▶ Zu erledigende Arbeit
Gib nur die Anzahl der Zeilen der Auflistung an, in denen die Zeichenfolge „white“ vorkommt. Groß- und Kleinschreibung wird unterschieden.
- - - - -
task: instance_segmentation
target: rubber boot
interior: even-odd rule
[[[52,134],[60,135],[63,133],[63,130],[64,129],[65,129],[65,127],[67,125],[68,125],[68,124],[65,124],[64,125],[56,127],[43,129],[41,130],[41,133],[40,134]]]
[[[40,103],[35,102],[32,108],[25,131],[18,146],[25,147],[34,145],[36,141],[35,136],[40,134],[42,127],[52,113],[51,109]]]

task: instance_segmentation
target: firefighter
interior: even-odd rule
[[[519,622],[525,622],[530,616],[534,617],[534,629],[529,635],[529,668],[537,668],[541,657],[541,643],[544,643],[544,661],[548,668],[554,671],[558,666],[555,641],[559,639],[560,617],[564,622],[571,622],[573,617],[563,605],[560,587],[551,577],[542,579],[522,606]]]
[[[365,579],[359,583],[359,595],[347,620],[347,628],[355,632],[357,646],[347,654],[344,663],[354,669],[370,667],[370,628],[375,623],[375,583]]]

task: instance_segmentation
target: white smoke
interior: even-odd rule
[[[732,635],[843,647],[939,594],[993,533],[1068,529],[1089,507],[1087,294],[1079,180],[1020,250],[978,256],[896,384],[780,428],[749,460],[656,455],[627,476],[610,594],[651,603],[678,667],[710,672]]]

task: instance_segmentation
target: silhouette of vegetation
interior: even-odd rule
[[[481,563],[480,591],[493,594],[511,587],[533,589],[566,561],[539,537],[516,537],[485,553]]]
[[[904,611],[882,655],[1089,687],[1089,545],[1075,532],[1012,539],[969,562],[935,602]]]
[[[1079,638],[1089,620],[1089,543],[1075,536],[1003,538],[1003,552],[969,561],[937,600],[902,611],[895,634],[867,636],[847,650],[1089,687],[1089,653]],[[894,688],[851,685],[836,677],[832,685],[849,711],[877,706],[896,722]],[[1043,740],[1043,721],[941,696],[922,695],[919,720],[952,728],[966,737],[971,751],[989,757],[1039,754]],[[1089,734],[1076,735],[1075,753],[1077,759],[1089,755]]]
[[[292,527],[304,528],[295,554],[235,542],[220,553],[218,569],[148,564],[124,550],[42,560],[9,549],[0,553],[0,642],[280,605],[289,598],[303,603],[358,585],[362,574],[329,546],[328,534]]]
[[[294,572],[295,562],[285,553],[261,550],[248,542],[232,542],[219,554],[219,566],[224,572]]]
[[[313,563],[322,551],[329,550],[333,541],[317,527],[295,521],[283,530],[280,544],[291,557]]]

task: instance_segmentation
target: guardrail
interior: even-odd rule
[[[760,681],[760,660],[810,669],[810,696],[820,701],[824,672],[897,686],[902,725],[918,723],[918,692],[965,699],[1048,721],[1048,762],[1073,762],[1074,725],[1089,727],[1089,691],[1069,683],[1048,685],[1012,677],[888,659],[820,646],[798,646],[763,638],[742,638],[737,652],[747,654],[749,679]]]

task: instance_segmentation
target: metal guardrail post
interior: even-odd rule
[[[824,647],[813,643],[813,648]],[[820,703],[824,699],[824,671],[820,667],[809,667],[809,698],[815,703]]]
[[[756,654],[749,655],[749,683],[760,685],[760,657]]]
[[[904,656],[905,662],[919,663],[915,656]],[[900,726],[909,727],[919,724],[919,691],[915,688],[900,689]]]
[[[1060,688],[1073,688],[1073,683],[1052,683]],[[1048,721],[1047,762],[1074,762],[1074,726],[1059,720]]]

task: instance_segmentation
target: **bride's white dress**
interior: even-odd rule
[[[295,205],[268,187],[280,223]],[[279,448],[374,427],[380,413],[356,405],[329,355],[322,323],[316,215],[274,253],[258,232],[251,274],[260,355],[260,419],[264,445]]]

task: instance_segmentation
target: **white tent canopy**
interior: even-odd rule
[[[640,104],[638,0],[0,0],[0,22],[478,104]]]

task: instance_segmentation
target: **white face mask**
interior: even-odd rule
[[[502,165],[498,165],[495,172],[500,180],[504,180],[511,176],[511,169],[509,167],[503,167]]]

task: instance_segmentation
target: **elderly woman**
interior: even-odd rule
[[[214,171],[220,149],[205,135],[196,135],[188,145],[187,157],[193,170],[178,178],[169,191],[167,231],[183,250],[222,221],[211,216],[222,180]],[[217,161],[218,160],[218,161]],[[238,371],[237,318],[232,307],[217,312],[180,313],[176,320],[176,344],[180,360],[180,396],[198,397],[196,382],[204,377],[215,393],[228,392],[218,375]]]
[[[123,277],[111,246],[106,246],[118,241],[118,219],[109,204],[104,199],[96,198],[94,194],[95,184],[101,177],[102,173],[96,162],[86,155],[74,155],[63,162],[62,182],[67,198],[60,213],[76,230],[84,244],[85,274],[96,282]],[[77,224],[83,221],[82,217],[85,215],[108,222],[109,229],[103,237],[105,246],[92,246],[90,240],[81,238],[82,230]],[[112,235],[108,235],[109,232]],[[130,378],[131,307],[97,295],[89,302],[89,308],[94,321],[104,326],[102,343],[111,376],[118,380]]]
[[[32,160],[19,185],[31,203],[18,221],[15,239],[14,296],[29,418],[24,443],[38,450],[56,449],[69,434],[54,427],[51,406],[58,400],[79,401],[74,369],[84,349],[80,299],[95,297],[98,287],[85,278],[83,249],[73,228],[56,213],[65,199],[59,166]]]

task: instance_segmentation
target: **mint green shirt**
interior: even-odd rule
- - - - -
▶ Antwort
4